▼

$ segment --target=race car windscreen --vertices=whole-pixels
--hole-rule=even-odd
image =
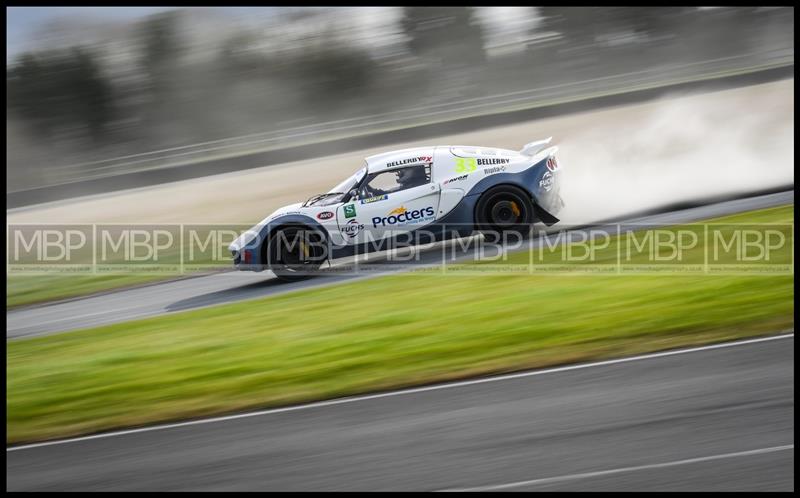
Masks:
[[[361,180],[364,178],[364,175],[366,175],[366,174],[367,174],[367,168],[363,167],[360,170],[356,171],[353,174],[353,176],[347,178],[345,181],[343,181],[339,185],[336,185],[335,187],[330,189],[328,191],[328,193],[333,193],[333,192],[344,192],[344,193],[347,193],[347,192],[350,192],[350,190],[356,188],[358,186],[358,184],[361,183]]]
[[[306,206],[330,206],[341,202],[342,198],[352,189],[356,188],[367,174],[366,166],[356,171],[352,176],[336,185],[326,194],[319,194],[306,201]]]
[[[367,174],[366,166],[361,168],[360,170],[356,171],[352,176],[348,177],[343,182],[339,183],[332,189],[328,191],[327,194],[320,197],[318,200],[309,202],[308,204],[314,204],[317,206],[329,206],[331,204],[336,204],[340,202],[342,198],[350,192],[352,189],[356,188],[364,176]]]

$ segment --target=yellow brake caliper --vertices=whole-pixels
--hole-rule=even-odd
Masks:
[[[511,212],[514,213],[514,216],[519,218],[520,215],[519,206],[517,206],[517,203],[514,201],[511,201]]]

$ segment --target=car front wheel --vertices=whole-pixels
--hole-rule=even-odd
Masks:
[[[267,267],[280,280],[314,276],[325,261],[325,237],[319,230],[291,226],[276,230],[265,251]]]

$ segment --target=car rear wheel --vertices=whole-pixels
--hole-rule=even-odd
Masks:
[[[314,276],[325,261],[325,236],[302,226],[283,227],[269,239],[265,251],[267,267],[284,281]]]
[[[483,232],[527,235],[535,220],[533,202],[527,192],[501,185],[485,192],[475,207],[475,221]]]

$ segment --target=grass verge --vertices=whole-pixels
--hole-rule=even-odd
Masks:
[[[6,309],[178,278],[163,275],[8,275]]]
[[[253,223],[255,224],[255,223]],[[164,282],[167,280],[178,280],[181,278],[199,276],[215,271],[230,270],[232,262],[227,252],[227,245],[233,238],[242,233],[252,225],[246,226],[214,226],[214,225],[181,225],[186,230],[181,232],[178,225],[152,225],[141,227],[147,230],[163,230],[170,232],[173,241],[182,241],[186,236],[187,244],[181,254],[182,243],[172,244],[167,248],[160,248],[158,257],[153,258],[154,253],[146,257],[144,261],[135,261],[134,253],[127,254],[127,251],[135,251],[141,258],[142,254],[147,254],[148,244],[142,247],[126,245],[126,241],[132,243],[133,239],[120,238],[117,227],[111,225],[102,228],[110,228],[108,239],[97,236],[98,253],[103,255],[103,260],[98,260],[97,273],[92,273],[92,247],[93,242],[86,244],[84,250],[73,250],[69,265],[53,263],[50,268],[42,265],[38,259],[25,261],[26,258],[33,257],[36,251],[25,251],[26,240],[35,248],[33,242],[36,239],[32,233],[20,232],[20,240],[15,238],[15,252],[22,248],[19,260],[15,265],[24,266],[33,264],[34,266],[45,266],[49,272],[39,269],[41,273],[11,273],[6,275],[6,309],[13,309],[26,305],[47,303],[62,299],[84,297],[98,292],[110,290],[120,290],[125,288],[137,287],[144,284]],[[47,228],[43,226],[42,228]],[[91,225],[73,225],[69,227],[85,233],[87,240],[93,236]],[[190,239],[189,233],[193,235]],[[216,237],[217,230],[225,231],[226,238]],[[235,234],[232,234],[235,232]],[[212,238],[209,238],[209,234]],[[141,234],[139,235],[141,236]],[[189,241],[192,241],[189,243]],[[141,239],[139,239],[141,242]],[[102,244],[102,245],[101,245]],[[116,245],[115,245],[116,244]],[[189,247],[191,246],[191,247]],[[102,247],[102,250],[100,250]],[[57,249],[56,249],[57,250]],[[108,250],[108,254],[106,253]],[[142,252],[144,251],[144,252]],[[191,258],[191,259],[190,259]],[[187,264],[184,265],[184,259]],[[157,260],[157,262],[156,262]],[[149,267],[149,269],[148,269]],[[157,270],[157,271],[154,271]]]
[[[12,341],[7,443],[769,334],[794,326],[793,282],[401,274]]]

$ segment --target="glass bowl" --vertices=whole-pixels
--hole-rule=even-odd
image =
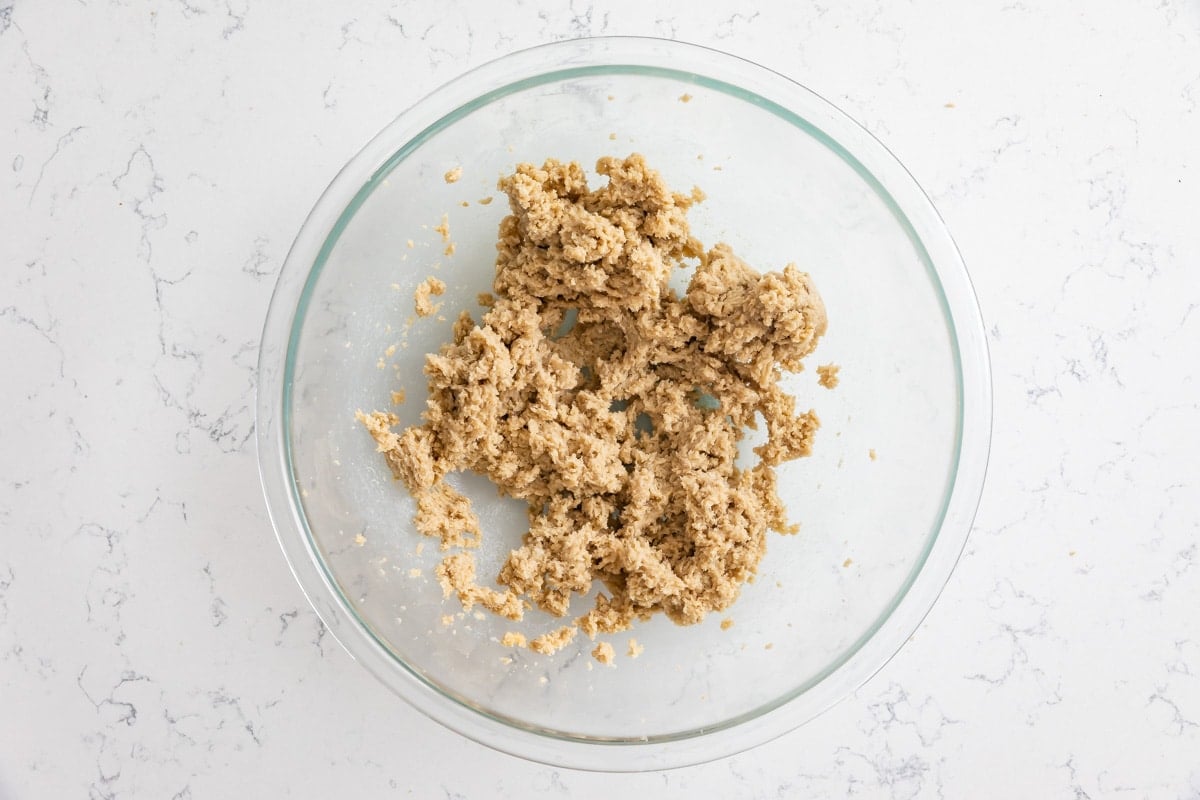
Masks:
[[[414,503],[357,409],[392,391],[419,420],[424,355],[460,309],[478,317],[507,203],[497,178],[547,157],[592,167],[640,152],[669,185],[701,187],[692,230],[761,270],[812,274],[829,330],[784,385],[822,420],[815,452],[779,468],[797,536],[769,534],[757,579],[726,612],[604,637],[554,656],[503,647],[434,578]],[[461,167],[461,178],[443,176]],[[599,181],[596,184],[598,185]],[[486,198],[499,195],[495,203]],[[435,230],[449,223],[444,251]],[[429,275],[446,293],[413,321]],[[836,363],[841,383],[818,385]],[[560,42],[493,61],[388,125],[337,175],[279,277],[259,359],[258,452],[284,554],[317,613],[389,688],[478,742],[598,770],[681,766],[812,718],[916,629],[966,540],[990,438],[984,331],[962,260],[904,167],[828,102],[748,61],[642,38]],[[480,575],[525,530],[522,504],[482,478],[457,485],[484,526]],[[590,602],[577,599],[573,612]],[[722,623],[731,620],[732,625]],[[624,657],[626,640],[645,648]]]

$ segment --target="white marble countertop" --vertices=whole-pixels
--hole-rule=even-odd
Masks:
[[[1200,6],[689,5],[0,0],[0,798],[1200,797]],[[618,777],[353,663],[252,437],[338,167],[465,68],[602,33],[748,56],[882,138],[995,380],[976,529],[901,654],[755,751]]]

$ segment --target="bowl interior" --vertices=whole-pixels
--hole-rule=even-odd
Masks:
[[[683,99],[685,96],[685,99]],[[871,175],[804,120],[731,85],[645,67],[563,69],[497,89],[408,142],[363,187],[326,242],[293,328],[285,436],[297,500],[321,566],[361,624],[449,698],[529,730],[582,739],[686,736],[759,714],[845,661],[903,596],[938,531],[958,459],[961,388],[946,301],[924,250]],[[706,245],[760,270],[794,262],[824,297],[829,332],[786,380],[822,420],[810,458],[779,469],[796,536],[771,534],[757,580],[702,624],[664,619],[614,637],[615,668],[580,636],[555,656],[501,646],[560,621],[463,614],[434,578],[437,543],[413,528],[356,409],[419,421],[422,363],[491,288],[507,203],[496,179],[547,157],[587,167],[644,154],[668,183],[699,186]],[[462,167],[448,184],[443,174]],[[485,203],[486,198],[494,202]],[[449,222],[453,255],[434,228]],[[413,311],[427,276],[438,313]],[[687,275],[679,275],[680,282]],[[816,365],[841,366],[833,391]],[[484,524],[490,579],[525,530],[523,504],[458,476]],[[581,613],[589,601],[577,600]],[[724,619],[733,625],[721,628]],[[627,641],[645,648],[624,656]]]

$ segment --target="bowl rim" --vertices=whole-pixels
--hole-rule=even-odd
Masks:
[[[312,541],[288,435],[295,339],[307,298],[341,229],[374,186],[439,126],[516,88],[617,70],[733,93],[784,116],[852,166],[908,230],[941,289],[959,394],[959,447],[941,519],[927,537],[924,558],[876,623],[820,674],[771,704],[719,725],[639,739],[522,725],[437,688],[399,661],[357,616]],[[965,546],[986,475],[991,424],[987,340],[970,277],[933,203],[900,161],[832,103],[780,73],[702,45],[636,36],[568,39],[489,61],[435,89],[372,138],[321,194],[288,252],[264,323],[256,390],[256,444],[268,514],[294,577],[334,639],[402,699],[457,733],[542,763],[601,771],[685,766],[749,749],[822,713],[882,669],[933,607]]]

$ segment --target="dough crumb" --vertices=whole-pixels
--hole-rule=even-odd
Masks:
[[[361,533],[356,533],[354,534],[354,543],[359,547],[362,547],[367,543],[367,537],[363,536]]]
[[[493,198],[490,194],[487,197],[481,197],[479,198],[479,205],[490,206],[492,204],[492,200]]]
[[[579,629],[574,625],[563,625],[550,633],[543,633],[529,643],[529,649],[535,653],[549,656],[562,650],[571,643]]]
[[[725,619],[721,620],[721,630],[727,631],[732,627],[733,627],[733,620],[731,618],[726,617]]]
[[[426,357],[422,422],[358,414],[416,498],[417,529],[460,549],[437,567],[447,597],[514,620],[526,607],[568,618],[529,642],[543,654],[581,629],[614,634],[659,613],[692,625],[728,609],[768,532],[796,530],[774,468],[809,455],[820,426],[780,386],[825,333],[809,275],[706,248],[687,222],[703,192],[672,191],[636,153],[596,172],[607,183],[595,189],[579,164],[553,159],[501,178],[511,213],[491,303]],[[446,215],[435,230],[449,240]],[[669,286],[676,269],[691,272],[682,293]],[[418,289],[422,316],[445,288],[432,281],[425,313]],[[764,422],[757,463],[739,467],[738,443]],[[479,521],[445,479],[467,471],[528,507],[499,589],[461,551],[478,546]],[[607,593],[576,616],[572,598],[597,582]]]
[[[872,461],[876,461],[879,458],[878,454],[876,454],[876,452],[875,452],[874,447],[872,447],[870,450],[867,451],[867,455],[871,457]]]
[[[413,309],[417,312],[417,316],[428,317],[441,308],[441,303],[434,305],[429,298],[431,296],[440,297],[445,292],[446,284],[432,275],[418,283],[417,290],[413,293]]]
[[[687,92],[684,92],[683,94],[679,95],[679,102],[690,103],[690,102],[692,102],[692,96],[690,94],[688,94]]]
[[[1073,557],[1075,556],[1075,551],[1074,551],[1074,550],[1072,550],[1072,551],[1070,551],[1069,553],[1067,553],[1067,555],[1069,555],[1069,556],[1071,556],[1071,557],[1073,558]]]
[[[629,649],[627,649],[627,650],[625,651],[625,654],[626,654],[627,656],[629,656],[630,658],[637,658],[638,656],[640,656],[640,655],[642,654],[642,652],[643,652],[645,649],[646,649],[645,647],[643,647],[642,645],[638,644],[638,640],[637,640],[637,639],[630,639],[630,640],[629,640]]]
[[[854,563],[854,559],[853,559],[853,558],[847,558],[845,561],[843,561],[843,562],[842,562],[842,566],[843,566],[843,567],[848,567],[848,566],[850,566],[850,565],[851,565],[851,564],[853,564],[853,563]]]
[[[404,405],[404,401],[408,399],[408,394],[403,389],[397,389],[392,392],[392,405]]]
[[[599,661],[601,664],[612,666],[617,658],[617,654],[613,652],[613,646],[608,642],[600,642],[592,648],[592,658]]]
[[[450,241],[450,215],[442,214],[442,221],[434,225],[433,229],[442,237],[443,242]]]
[[[491,308],[492,306],[496,305],[496,298],[492,296],[491,292],[480,292],[479,294],[475,295],[475,302],[479,303],[479,305],[483,306],[484,308]]]
[[[470,207],[471,207],[471,201],[470,201],[470,200],[463,200],[461,203],[459,203],[459,205],[460,205],[460,206],[462,206],[463,208],[470,208]]]
[[[455,167],[454,169],[448,170],[446,174],[442,176],[446,183],[458,183],[458,179],[461,177],[462,167]]]
[[[838,372],[841,370],[837,364],[821,364],[817,367],[817,383],[824,386],[826,389],[836,389],[838,385]]]
[[[608,138],[609,138],[609,141],[615,142],[617,140],[617,135],[615,133],[610,133],[608,135]]]
[[[419,578],[419,577],[421,577],[421,568],[420,568],[420,567],[413,567],[412,569],[410,569],[410,570],[408,571],[408,577],[410,577],[410,578]]]
[[[453,624],[454,624],[454,615],[453,614],[442,614],[442,625],[445,625],[446,627],[450,627]]]
[[[509,631],[504,634],[504,638],[500,640],[500,644],[505,647],[525,647],[527,642],[525,641],[525,634],[518,633],[517,631]]]
[[[451,242],[450,244],[446,245],[446,249],[443,250],[442,253],[444,255],[448,255],[448,256],[454,255],[454,242]]]
[[[763,645],[763,650],[770,650],[774,646],[775,646],[774,642],[767,642],[766,644]]]
[[[411,250],[412,248],[416,247],[416,246],[417,246],[417,243],[416,243],[416,242],[414,242],[412,239],[409,239],[409,240],[408,240],[408,248],[409,248],[410,250]]]

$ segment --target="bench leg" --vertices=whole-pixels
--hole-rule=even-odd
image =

▲

The answer must consist of every line from the data that holds the string "vertices".

#### Exercise response
$ segment --target=race car windscreen --vertices=whole-pixels
$ segment --target=yellow brake caliper --vertices=whole-pixels
$ segment --target=car front wheel --vertices=whole-pixels
$ segment --target=car rear wheel --vertices=whole-pixels
$ segment --target=grass verge --vertices=whole-pixels
$ segment --target="glass bowl" --vertices=whole-pixels
$ segment --target="white marble countertop" --vertices=whole-pixels
$ segment --target="bowl interior" --vertices=whole-pixels
$ segment --target="bowl rim" --vertices=whole-pixels
$ segment --target="dough crumb" --vertices=whole-pixels
$ segment --target="bench leg" --vertices=whole-pixels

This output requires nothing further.